The problem: Convert each of the items below into a JSON list of strings, with one string per line and blank lines omitted.

----- Supplied material -----

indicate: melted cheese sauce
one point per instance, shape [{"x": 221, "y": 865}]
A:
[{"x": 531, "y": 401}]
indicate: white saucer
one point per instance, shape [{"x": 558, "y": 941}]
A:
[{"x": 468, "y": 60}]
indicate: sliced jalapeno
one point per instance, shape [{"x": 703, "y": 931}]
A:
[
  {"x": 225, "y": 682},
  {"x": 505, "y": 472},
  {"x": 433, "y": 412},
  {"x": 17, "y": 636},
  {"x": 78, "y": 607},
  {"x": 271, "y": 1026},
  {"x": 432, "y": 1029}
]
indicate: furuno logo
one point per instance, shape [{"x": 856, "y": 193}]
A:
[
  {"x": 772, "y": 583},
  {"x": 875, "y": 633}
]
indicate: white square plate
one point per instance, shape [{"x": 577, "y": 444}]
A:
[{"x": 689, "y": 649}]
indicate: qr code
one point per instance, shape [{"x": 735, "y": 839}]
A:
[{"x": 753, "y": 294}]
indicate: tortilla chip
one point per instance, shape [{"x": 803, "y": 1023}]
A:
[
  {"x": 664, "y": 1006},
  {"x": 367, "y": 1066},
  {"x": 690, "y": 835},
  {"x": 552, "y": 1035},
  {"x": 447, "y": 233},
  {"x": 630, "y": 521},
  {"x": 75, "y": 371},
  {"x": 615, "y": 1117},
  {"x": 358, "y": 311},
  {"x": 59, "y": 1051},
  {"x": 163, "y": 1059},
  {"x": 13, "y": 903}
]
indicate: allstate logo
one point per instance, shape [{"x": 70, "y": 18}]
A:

-----

Exercise output:
[
  "indicate: melted cheese sauce",
  "one point per instance, shape [{\"x\": 221, \"y\": 865}]",
  "A:",
  "[{\"x\": 531, \"y\": 401}]",
  "indicate: white saucer",
  "one point per instance, shape [{\"x\": 558, \"y\": 941}]",
  "A:",
  "[{\"x\": 468, \"y\": 60}]",
  "indicate: sliced jalapeno",
  "one point per instance, shape [{\"x\": 703, \"y\": 931}]",
  "A:",
  "[",
  "  {\"x\": 225, \"y\": 682},",
  "  {\"x\": 505, \"y\": 472},",
  "  {\"x\": 433, \"y\": 412},",
  "  {\"x\": 17, \"y\": 636},",
  "  {\"x\": 78, \"y\": 607},",
  "  {\"x\": 271, \"y\": 1026},",
  "  {\"x\": 432, \"y\": 1029}",
  "]",
  "indicate: furuno logo",
  "one point per instance, shape [{\"x\": 856, \"y\": 193}]",
  "A:",
  "[",
  "  {\"x\": 772, \"y\": 583},",
  "  {\"x\": 875, \"y\": 633}",
  "]",
  "indicate: white square plate",
  "one point per instance, shape [{\"x\": 577, \"y\": 444}]",
  "A:",
  "[{\"x\": 689, \"y\": 649}]",
  "indicate: qr code",
  "one point per instance, shape [{\"x\": 735, \"y\": 839}]",
  "A:",
  "[{\"x\": 753, \"y\": 294}]",
  "indicate: tortilla chip",
  "one point per instance, shape [{\"x\": 803, \"y\": 1023}]",
  "A:",
  "[",
  "  {\"x\": 664, \"y\": 1006},",
  "  {\"x\": 367, \"y\": 1066},",
  "  {\"x\": 690, \"y\": 835},",
  "  {\"x\": 552, \"y\": 1035},",
  "  {\"x\": 447, \"y\": 233},",
  "  {\"x\": 630, \"y\": 521},",
  "  {\"x\": 75, \"y\": 371},",
  "  {\"x\": 615, \"y\": 1117},",
  "  {\"x\": 358, \"y\": 311},",
  "  {\"x\": 59, \"y\": 1051},",
  "  {\"x\": 163, \"y\": 1059},",
  "  {\"x\": 13, \"y\": 903}",
  "]",
  "indicate: allstate logo",
  "one point per instance, shape [{\"x\": 70, \"y\": 18}]",
  "A:"
]